◆ **What to produce**: Your answer should consist of the complete listing, repeated verbatim.

◆ **Records provided**:
========

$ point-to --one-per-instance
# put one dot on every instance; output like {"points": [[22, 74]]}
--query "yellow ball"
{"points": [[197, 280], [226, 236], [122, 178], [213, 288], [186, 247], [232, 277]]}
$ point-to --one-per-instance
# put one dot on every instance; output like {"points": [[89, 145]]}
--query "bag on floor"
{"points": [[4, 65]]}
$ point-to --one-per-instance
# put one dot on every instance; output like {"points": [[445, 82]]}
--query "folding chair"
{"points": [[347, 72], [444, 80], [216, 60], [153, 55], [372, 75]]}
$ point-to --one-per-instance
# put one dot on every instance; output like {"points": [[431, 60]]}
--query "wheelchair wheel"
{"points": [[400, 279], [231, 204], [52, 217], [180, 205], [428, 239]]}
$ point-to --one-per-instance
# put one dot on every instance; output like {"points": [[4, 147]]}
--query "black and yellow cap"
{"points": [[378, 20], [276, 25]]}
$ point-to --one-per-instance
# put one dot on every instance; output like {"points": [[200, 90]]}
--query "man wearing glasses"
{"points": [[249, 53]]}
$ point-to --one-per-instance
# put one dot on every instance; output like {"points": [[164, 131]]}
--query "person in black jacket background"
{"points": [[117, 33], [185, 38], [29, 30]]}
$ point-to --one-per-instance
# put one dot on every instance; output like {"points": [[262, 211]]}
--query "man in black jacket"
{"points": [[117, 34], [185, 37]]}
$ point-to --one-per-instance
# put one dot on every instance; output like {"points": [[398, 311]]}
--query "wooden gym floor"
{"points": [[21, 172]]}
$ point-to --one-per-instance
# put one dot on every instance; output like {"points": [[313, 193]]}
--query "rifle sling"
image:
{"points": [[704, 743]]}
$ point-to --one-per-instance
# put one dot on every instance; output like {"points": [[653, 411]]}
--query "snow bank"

========

◆ **Written response**:
$ point-to --one-per-instance
# put one dot on every instance; output like {"points": [[22, 74]]}
--query "yellow ball"
{"points": [[197, 280], [226, 236], [122, 178], [213, 288], [186, 247], [232, 277]]}
$ point-to --one-per-instance
# put one dot on every instance; output like {"points": [[89, 145]]}
--query "bag on floor"
{"points": [[4, 65]]}
$ point-to --one-per-instance
# put one dot on every instance; output like {"points": [[445, 82]]}
--query "folding chair"
{"points": [[347, 72], [444, 80], [216, 60], [153, 55], [372, 75]]}
$ point-to --one-per-instance
# put one dot on every instance; output like {"points": [[431, 60]]}
--query "wheelchair wheel"
{"points": [[400, 279], [231, 204], [52, 217], [180, 205], [428, 239]]}
$ point-to --one-per-instance
# put one dot on every instance; output like {"points": [[4, 147]]}
--query "black and yellow cap"
{"points": [[378, 20], [276, 25]]}
$ point-to --one-per-instance
# put one dot on every instance; output like {"points": [[200, 90]]}
--query "man wearing glasses"
{"points": [[249, 53]]}
$ point-to --one-per-instance
# put one dot on every instance; output like {"points": [[164, 131]]}
--query "person in black jacket background"
{"points": [[117, 33], [185, 38], [29, 30]]}
$ point-to --one-per-instance
# put one dot on every instance; output like {"points": [[262, 211]]}
--query "man in black jacket"
{"points": [[117, 34], [185, 37]]}
$ point-to --one-per-instance
# put one dot on every instance; output like {"points": [[398, 311]]}
--query "wooden gym floor"
{"points": [[21, 172]]}
$ point-to --one-per-instance
# put one dot on every instance; output like {"points": [[313, 193]]}
--query "rifle sling"
image:
{"points": [[704, 743]]}
$ point-to --one-per-instance
# put one dot on every instance; output like {"points": [[653, 411]]}
--query "snow bank"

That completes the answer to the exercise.